Document extract ::
□ □ □

And then overall, the streamlined and more efficient organization that we have today, relative to where we were before, is starting to feed through in terms of both costs, but also I think performance. Also in terms of safety and environmental performance, I think the whole efficiency of the organization and the streamlining of the organization is actually leading to better results there, as well. We're exceeding all of our safety and environmental and social performance targets. On production, whilst overall, production has been impacted by the Jubilee turret, the team have been working real hard through the year, to try and maximize, safely, production from Jubilee. That's leading to a projection or a forecast for the second half of the year, of about 85,000 barrels a day, for Jubilee. That's within the constraints I'll talk about when I come on and talk about the Jubilee turret project.
And then I'll talk about the constraints and the actual implications on production, in a little bit more detail. So whilst we have insurance coverage, not all of the partners within the partnership have that insurance, the BI insurance coverage. Therefore, as you'd expect, we as a team, are trying to do everything we can to maximize the barrels through the facility, while we work through that project. TEN will start imminently, we'll talk about that. We expect that to start to ramp up in the second half of the year, reaching capacity or thereabouts, towards the end of the year. And then, as you know, we've got the ITLOS ruling which means we'll not be drilling in 2017, but we do expect, even without additional wells, to be well above 60,000 barrels a day in 2017. Central West Africa, you probably notice has got a higher decline than you would have seen in previous projections. That's really just a direct correlation with the amount of capital we're spending.
If you recall, we used to spend about $200 million a year. That has been - we basically choked that back to about $100 million. We were projecting $100 million. Actually, in reality, our operators have pulled that right down to about $50 million, so right now this year, we're spending about $50 million in Central West Africa. We expect similar expenditure next year and of course, as you'd expect, that feeds through to a higher decline rate. The important thing to recall is that we do have the ability to turn that around, because there are plenty of incremental projects there. Overall, you can see from the project, when we take into account our expectations with regard to the business interruption coverage, then we're heading to a guidance of 62,000/68,000 barrels this year for West Africa and heading up towards low 90,000s, as we get to 2017 and 2018.
In terms of cost, both operating and capital, first point really is on OpEx per barrel. This chart has, for Jubilee, stripped out what Ghana latterly, but Jubilee at the moment, stripped out the costs associated with the turret which we expect to get covered by insurance, to try and understand the underlying operating costs. As you can see, we're probably a little bit ahead of where we thought we might be. This first half, we've been - had operating costs per barrel on Jubilee of about $9 a barrel - just below $9 a barrel. So we're very much on track to hit the $8 a barrel we're targeting in 2018. Mainly that has just been due to really hard work on contract renegotiations and efficiency improvements. That's both operational efficiency and organizational, whether it's here in London or there in Ghana. Really, building on what Ian said, in terms of West Africa, talked about the non-operated portfolio, currently down around $50 million; expect to stay at that level in 2017 and then in 2018, the base case is that level but with significant opportunity to enhance that.

□ □ □

Supplied information ::
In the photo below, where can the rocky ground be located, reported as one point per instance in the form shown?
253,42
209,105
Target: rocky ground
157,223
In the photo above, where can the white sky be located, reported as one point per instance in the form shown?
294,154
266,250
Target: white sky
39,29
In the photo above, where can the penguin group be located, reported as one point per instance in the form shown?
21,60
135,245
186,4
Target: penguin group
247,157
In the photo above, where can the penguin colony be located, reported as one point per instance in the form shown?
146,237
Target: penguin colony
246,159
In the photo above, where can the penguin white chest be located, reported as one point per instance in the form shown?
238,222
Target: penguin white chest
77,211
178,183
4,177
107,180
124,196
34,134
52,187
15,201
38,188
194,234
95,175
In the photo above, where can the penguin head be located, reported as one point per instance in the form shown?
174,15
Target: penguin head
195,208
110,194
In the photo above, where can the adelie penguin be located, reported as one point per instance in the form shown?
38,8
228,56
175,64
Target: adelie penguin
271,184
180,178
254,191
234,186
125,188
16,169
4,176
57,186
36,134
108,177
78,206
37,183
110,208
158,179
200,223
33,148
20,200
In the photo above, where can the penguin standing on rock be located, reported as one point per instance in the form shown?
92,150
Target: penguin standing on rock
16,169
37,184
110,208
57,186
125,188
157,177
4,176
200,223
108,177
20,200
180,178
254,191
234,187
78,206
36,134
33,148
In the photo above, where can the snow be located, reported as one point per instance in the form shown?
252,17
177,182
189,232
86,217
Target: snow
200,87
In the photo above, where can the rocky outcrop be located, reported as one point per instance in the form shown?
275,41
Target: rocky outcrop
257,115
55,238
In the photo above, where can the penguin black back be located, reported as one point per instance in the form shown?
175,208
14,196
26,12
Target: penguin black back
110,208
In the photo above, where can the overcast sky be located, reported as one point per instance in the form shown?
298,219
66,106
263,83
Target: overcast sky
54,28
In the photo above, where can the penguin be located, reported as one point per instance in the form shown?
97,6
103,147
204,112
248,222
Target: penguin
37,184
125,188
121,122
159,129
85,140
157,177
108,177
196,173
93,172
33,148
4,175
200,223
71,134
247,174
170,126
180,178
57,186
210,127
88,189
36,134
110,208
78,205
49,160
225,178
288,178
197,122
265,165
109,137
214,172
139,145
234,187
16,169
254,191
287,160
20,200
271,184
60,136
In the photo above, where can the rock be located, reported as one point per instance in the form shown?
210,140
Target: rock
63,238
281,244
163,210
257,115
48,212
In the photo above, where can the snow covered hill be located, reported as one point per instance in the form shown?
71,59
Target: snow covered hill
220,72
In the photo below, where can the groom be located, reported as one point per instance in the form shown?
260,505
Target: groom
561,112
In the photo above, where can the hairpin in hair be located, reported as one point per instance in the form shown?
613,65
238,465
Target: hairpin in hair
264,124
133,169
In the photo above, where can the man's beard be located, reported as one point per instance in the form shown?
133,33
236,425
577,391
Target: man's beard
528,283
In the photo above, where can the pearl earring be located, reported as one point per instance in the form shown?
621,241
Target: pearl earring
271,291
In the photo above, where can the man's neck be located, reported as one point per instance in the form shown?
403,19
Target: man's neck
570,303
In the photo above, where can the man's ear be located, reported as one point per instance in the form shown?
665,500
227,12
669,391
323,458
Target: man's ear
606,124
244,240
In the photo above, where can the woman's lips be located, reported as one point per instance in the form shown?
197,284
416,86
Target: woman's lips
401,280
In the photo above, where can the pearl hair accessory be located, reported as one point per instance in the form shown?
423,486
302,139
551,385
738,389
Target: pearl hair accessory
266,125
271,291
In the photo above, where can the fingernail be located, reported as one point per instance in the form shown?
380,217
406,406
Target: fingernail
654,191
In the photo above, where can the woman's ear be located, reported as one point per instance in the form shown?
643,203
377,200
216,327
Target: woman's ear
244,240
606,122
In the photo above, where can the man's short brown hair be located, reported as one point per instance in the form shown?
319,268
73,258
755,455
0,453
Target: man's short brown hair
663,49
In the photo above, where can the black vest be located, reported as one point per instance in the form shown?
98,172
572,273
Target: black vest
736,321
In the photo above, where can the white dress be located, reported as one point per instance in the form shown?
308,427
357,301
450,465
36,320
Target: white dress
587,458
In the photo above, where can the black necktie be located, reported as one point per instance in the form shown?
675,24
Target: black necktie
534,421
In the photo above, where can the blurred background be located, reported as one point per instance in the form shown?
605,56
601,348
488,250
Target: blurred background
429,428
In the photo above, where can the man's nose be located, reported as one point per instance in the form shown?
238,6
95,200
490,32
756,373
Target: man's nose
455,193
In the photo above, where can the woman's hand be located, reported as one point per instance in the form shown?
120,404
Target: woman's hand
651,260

□ □ □

What you need to do ::
• a. In the oil production transcript, repeat the passage from "If you recall, we" up to and including "2017 and 2018.".
• b. According to the oil production transcript, what daily production is forecast for Jubilee in the second half of the year?
• c. Rewrite the paragraph of the oil production transcript that begins "If you recall, we used to spend" as a short list that keeps its main facts.

Answers given ::
• a.
If you recall, we used to spend about $200 million a year. That has been - we basically choked that back to about $100 million. We were projecting $100 million. Actually, in reality, our operators have pulled that right down to about $50 million, so right now this year, we're spending about $50 million in Central West Africa. We expect similar expenditure next year and of course, as you'd expect, that feeds through to a higher decline rate. The important thing to recall is that we do have the ability to turn that around, because there are plenty of incremental projects there. Overall, you can see from the project, when we take into account our expectations with regard to the business interruption coverage, then we're heading to a guidance of 62,000/68,000 barrels this year for West Africa and heading up towards low 90,000s, as we get to 2017 and 2018.

• b. About 85,000 barrels a day.

• c.
- Central West Africa spending used to be about $200 million a year and was cut back to a projected $100 million.
- Operators have reduced it further, to about $50 million this year, with similar spending expected next year.
- This lower spending leads to a higher decline rate, but it can be turned around because there are plenty of incremental projects.
- Taking expected business interruption coverage into account, West Africa guidance is 62,000/68,000 barrels this year, rising toward the low 90,000s in 2017 and 2018.